WRITTEN REQUEST: Every entry that follows should be repeated exactly; drop the images.

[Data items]
<<<<

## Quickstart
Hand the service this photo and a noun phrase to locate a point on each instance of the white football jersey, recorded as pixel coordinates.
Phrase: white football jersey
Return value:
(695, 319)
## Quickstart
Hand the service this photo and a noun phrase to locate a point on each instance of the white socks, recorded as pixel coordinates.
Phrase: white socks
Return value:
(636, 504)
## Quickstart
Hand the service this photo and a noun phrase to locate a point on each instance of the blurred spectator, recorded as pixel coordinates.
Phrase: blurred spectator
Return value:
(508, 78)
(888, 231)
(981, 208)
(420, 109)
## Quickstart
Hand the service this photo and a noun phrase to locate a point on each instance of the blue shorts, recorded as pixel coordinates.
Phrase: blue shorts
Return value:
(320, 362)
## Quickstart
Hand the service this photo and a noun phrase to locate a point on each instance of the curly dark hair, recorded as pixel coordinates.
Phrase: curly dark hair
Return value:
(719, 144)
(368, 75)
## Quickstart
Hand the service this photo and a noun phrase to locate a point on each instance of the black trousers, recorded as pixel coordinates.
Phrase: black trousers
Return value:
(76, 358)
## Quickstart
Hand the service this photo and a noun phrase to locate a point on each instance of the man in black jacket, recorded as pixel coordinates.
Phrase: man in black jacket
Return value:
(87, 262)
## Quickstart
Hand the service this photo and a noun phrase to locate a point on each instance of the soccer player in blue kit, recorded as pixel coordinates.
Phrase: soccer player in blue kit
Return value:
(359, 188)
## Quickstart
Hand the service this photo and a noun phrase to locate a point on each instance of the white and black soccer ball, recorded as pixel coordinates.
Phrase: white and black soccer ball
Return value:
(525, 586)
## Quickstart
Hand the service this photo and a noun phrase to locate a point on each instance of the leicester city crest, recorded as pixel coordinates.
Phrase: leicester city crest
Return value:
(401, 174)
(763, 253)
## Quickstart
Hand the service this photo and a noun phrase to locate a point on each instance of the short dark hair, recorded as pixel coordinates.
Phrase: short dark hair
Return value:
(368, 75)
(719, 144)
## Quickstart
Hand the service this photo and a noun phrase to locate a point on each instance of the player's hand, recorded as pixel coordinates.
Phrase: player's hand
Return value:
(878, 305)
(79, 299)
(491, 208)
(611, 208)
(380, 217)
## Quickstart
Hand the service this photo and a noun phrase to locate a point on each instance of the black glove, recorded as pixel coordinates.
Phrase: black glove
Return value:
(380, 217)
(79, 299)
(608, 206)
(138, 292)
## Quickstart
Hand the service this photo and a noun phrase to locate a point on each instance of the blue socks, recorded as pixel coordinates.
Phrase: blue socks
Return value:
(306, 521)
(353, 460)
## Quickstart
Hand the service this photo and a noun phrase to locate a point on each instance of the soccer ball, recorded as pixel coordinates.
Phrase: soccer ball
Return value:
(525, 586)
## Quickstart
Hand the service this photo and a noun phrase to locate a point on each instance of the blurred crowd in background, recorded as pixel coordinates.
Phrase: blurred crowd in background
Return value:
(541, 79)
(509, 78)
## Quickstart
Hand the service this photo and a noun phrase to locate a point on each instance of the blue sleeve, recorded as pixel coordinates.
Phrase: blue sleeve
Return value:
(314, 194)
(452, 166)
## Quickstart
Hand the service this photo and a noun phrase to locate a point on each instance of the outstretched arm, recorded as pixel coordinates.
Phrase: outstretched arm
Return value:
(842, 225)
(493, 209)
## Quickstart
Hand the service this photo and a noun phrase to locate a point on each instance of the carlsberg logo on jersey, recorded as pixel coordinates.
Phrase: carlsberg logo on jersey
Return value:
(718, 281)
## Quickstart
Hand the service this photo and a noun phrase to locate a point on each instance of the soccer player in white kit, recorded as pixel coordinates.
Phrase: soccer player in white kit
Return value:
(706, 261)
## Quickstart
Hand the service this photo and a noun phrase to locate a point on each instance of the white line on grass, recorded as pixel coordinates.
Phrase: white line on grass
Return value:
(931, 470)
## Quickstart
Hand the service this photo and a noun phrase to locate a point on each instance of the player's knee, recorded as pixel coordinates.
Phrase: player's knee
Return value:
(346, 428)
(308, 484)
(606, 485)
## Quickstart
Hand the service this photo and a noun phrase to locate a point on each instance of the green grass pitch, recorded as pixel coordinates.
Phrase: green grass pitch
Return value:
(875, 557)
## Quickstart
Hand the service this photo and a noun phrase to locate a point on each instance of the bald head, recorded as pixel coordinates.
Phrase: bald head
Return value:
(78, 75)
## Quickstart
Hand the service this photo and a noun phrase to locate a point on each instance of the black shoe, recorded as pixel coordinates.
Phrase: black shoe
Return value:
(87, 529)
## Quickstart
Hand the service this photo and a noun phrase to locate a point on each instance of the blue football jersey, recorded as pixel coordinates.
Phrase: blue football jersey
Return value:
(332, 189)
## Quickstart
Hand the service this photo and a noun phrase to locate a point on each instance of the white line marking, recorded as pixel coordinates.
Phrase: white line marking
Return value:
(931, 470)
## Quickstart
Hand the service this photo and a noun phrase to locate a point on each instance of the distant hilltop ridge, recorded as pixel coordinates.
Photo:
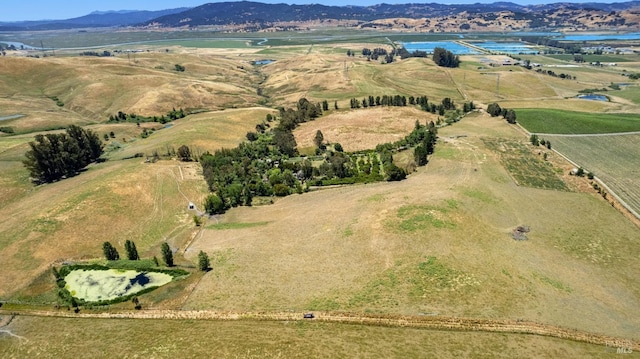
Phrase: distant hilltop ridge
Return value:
(431, 17)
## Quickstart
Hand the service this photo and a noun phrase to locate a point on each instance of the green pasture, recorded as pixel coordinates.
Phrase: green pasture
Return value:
(571, 122)
(611, 158)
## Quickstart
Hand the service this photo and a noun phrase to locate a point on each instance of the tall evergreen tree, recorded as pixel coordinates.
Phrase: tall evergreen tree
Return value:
(203, 261)
(54, 156)
(132, 252)
(167, 254)
(110, 253)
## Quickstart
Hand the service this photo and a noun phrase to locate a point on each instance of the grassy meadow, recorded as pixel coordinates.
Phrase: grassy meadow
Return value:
(573, 122)
(264, 339)
(438, 243)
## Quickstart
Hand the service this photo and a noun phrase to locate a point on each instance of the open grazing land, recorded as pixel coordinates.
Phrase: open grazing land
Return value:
(492, 246)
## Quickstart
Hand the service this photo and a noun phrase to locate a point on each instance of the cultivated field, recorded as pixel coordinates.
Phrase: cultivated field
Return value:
(436, 244)
(613, 159)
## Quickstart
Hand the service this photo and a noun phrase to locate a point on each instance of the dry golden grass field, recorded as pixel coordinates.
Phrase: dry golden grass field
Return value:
(436, 244)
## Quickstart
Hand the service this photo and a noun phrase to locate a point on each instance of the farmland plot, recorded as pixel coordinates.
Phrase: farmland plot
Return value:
(613, 159)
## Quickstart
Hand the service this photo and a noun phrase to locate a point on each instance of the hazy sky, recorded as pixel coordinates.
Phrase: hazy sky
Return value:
(17, 10)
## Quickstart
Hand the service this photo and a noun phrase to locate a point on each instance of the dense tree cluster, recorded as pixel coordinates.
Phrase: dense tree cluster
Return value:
(266, 164)
(404, 53)
(167, 254)
(445, 58)
(59, 155)
(132, 117)
(378, 52)
(553, 74)
(110, 253)
(495, 110)
(105, 53)
(132, 251)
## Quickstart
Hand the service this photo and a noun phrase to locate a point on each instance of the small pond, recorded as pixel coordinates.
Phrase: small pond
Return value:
(594, 97)
(97, 285)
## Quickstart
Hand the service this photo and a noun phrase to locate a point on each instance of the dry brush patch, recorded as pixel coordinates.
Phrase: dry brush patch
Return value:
(270, 339)
(363, 129)
(346, 255)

>>>>

EXERCISE SOLUTION:
## Quickstart
Hand the service this photo and a noun phrase to locate a point on each instance of the white football jersey, recorded as pixel coordinates.
Phrase: white football jersey
Return value:
(695, 319)
## Quickstart
Hand the service this photo and a noun phrase to locate a point on each instance of the white socks, recorded as pixel coordinates.
Phrase: white socks
Return value:
(636, 504)
## Quickstart
Hand the service this photo and a noun phrase to locate a point on each instance of the blurred spectator, recorded as pixel coordinates.
Phrase: blurred spectator
Return value:
(508, 78)
(888, 231)
(981, 208)
(420, 109)
## Quickstart
Hand the service this photo and a noun phrase to locate a point on each instance of the blue shorts, recorded as pixel coordinates.
Phrase: blue shorts
Return value:
(320, 362)
## Quickstart
Hand the service this photo and a noun phrase to locate a point on each instance of the curly dark hair, recorded as pixel coordinates.
Phrase: curly dark hair
Return value:
(719, 144)
(368, 75)
## Quickstart
Hand the service this photo and a noun phrase to locate a point on each instance of the black trousers, recorded as pixel coordinates.
Phrase: black trousers
Return value:
(76, 358)
## Quickstart
Hand the service this photo and a noun phrase to locate a point on each instance of the man in black jacket, recorded as pixel coordinates.
Phrase: man in black jacket
Return value:
(87, 262)
## Quickstart
Hand the service this photo and a noun phrase to locate a point on each instance of the soccer player in blue kit, recorded as pixel coordinates.
Phrase: soccer player in blue kit
Return value:
(359, 188)
## Quickstart
Hand the service this photo and a noun phrase to locate a point on each instance of the white and black soccer ball, recorded as pixel coordinates.
Phrase: white and black soccer ball
Return value:
(525, 586)
## Quickstart
Hand the service this photo and a noun phrase to locate a point on each instance of the leicester city crest, recorded as pixel coordinates.
Phrase: leicester city crest
Return value:
(401, 174)
(763, 253)
## Quickstart
Hand the service this photo and a noun phrase to locate a point on each instance of the short dark hair, recorded as pixel coordinates.
Phrase: short dark hair
Return value:
(368, 75)
(719, 144)
## Quickstart
Hand the service this photo and a noun phrase to locate a point on each instance of the player's hand, recorded as pixel coordinates.
Phrase: player's hand
Return value:
(878, 305)
(79, 299)
(491, 208)
(611, 208)
(380, 217)
## Quickstart
Hand the service this photo and a noun phrase to locate a point on each instance of the black glove, recorded as pixel coordinates.
Phrase: black glove
Return value:
(380, 217)
(79, 299)
(608, 206)
(138, 292)
## Quickstart
Hand the service this photo and a noun phrase to locate a point on each instance of the blue socks, recorded as pixel coordinates.
Phrase: blue socks
Return value:
(306, 521)
(353, 460)
## Quickstart
Hand the service this photo and a noun phrase to locate a point on each instance of the soccer ball, recorded as pixel coordinates.
Phrase: soccer ball
Return value:
(525, 586)
## Quickstart
Hand the service this photo and a noun phrase to locate a point on each instance of the blurred crowd in background, recorded as pixel coordinates.
Phrase: blurred crowd in background
Return value:
(541, 79)
(509, 78)
## Quickstart
Hand the service this photo and a noun phrase to locate a point on each instance of the blue sleeve, recorded as pixel coordinates.
Phrase: blue sleeve
Return value:
(314, 194)
(452, 166)
## Quickstart
Hand the service this photo and a noun phrase to locate a point on each instance of the outstretched arm, recorded as pixel coordinates.
Phrase: outstretched arm
Return value:
(842, 225)
(493, 209)
## Quickstart
Hand the service this photo and a noun phrase to locate a point on each instance of the carlsberg logo on jersey, recorded as pixel coordinates.
Phrase: carlsberg logo on jersey
Return value:
(718, 281)
## Quickstart
Hand the service this photo and a noun phrase to locate a point on each instance of the soccer player in white kit, recorded as pixel coordinates.
Phrase: soccer player in white kit
Return value:
(706, 261)
## Quickstart
Hand the service this photo and a noun phrase to locate a point on each instance of the white line on grass, recorded as pixel coordinates.
Phrase: white line on grass
Return value:
(931, 470)
## Quickstart
Hand the service this photo and a noun phrase to locate a point on each instance of the player's knee, recorded as pixel coordinates.
Phrase: player's knee
Return value:
(346, 428)
(308, 484)
(606, 485)
## Quickstart
Hand the service this photo and a noun phrase to locate a point on each instance of the green grass pitch, recorded as pixel coordinates.
Phrase: green grass pitch
Return value:
(875, 557)
## Quickstart
Hand the service this photo and a noun phrase to locate a point on each instance of the bald head, recorded as pixel coordinates.
Phrase: bald head
Return value:
(78, 75)
## Quickstart
Hand the service this photo and a noun phrase to locate a point on each instance of the black shoe, recorded as pixel coordinates.
Phrase: black shoe
Return value:
(87, 529)
## Quickstart
Hand the service this photo and a noun phrase to locate a point on each instance of the blue football jersey, recorded as pixel coordinates.
Phrase: blue football jersey
Return value:
(332, 189)
## Quickstart
Hand the service this photo and a noun phrase to locate a point on each instance of the white line marking, recorded as pixel coordinates.
Phrase: white line marking
Return value:
(931, 470)
## Quickstart
Hand the service this photo and a noun phrase to locate a point on each instance of the distant hilltop ridge, recorded as pixel coordinates.
Photo:
Phrase: distant hilltop ridge
Return value:
(431, 17)
## Quickstart
Hand the service this photo and a noun phrase to locate a point on each instance of the green pasture, recorded as pixel coordinates.
Phrase: green pasture
Return value:
(571, 122)
(611, 158)
## Quickstart
Hand the service this photo and a noun phrase to locate a point on each instance of the tall evergreen tree, recorded as pixel coordinates.
Phrase: tall evergreen tree
Return value:
(203, 261)
(54, 156)
(132, 252)
(167, 254)
(110, 253)
## Quickstart
Hand the service this photo and a noun phrase to locate a point on each instance of the grassy meadow, recorded as pixel coordinates.
Phrase: grassy meadow
Return value:
(573, 122)
(264, 339)
(438, 243)
## Quickstart
Hand the service this photo and a noun phrase to locate a point on each instance of the open grazing land, recorded as pixel coordinates.
Phrase: open grazing land
Return value:
(492, 246)
## Quickstart
Hand the service this photo and a noun phrase to locate a point on each instance of the cultivated field, recorded as pixel coordinates.
Phrase: cultivated field
Return value:
(436, 244)
(613, 159)
## Quickstart
Hand the service this photo and a noun phrase to locate a point on each instance of the dry golden grass field, recorded as pixel coordinates.
Phrase: dry golden grass field
Return value:
(436, 244)
## Quickstart
Hand the service this photo and a noun phrase to locate a point on each instance of the farmland plot, recorded as pixel coordinates.
Phrase: farmland plot
Return value:
(613, 159)
## Quickstart
Hand the service this photo and a noun phrase to locate a point on each instance of the hazy sky, recorded as pixel coordinates.
Phrase: hazy sky
Return value:
(17, 10)
## Quickstart
Hand the service this photo and a noun phrase to locate a point on each instance of the dense tree cluster, recorded as pixel coordinates.
Phrase: dense tree cluster
Return value:
(266, 164)
(404, 53)
(167, 254)
(445, 58)
(59, 155)
(132, 117)
(378, 52)
(553, 74)
(110, 253)
(495, 110)
(105, 53)
(132, 251)
## Quickstart
Hand the service this photo and a noun phrase to locate a point on each instance of the small pond, recorded as pixel coordinates.
Phrase: small pond
Return value:
(594, 97)
(97, 285)
## Quickstart
Hand the service this photo and a noun phrase to locate a point on each instance of the dry brush patch, recorded as pixel coordinates.
Phrase: dry brush patch
Return value:
(270, 339)
(363, 129)
(346, 255)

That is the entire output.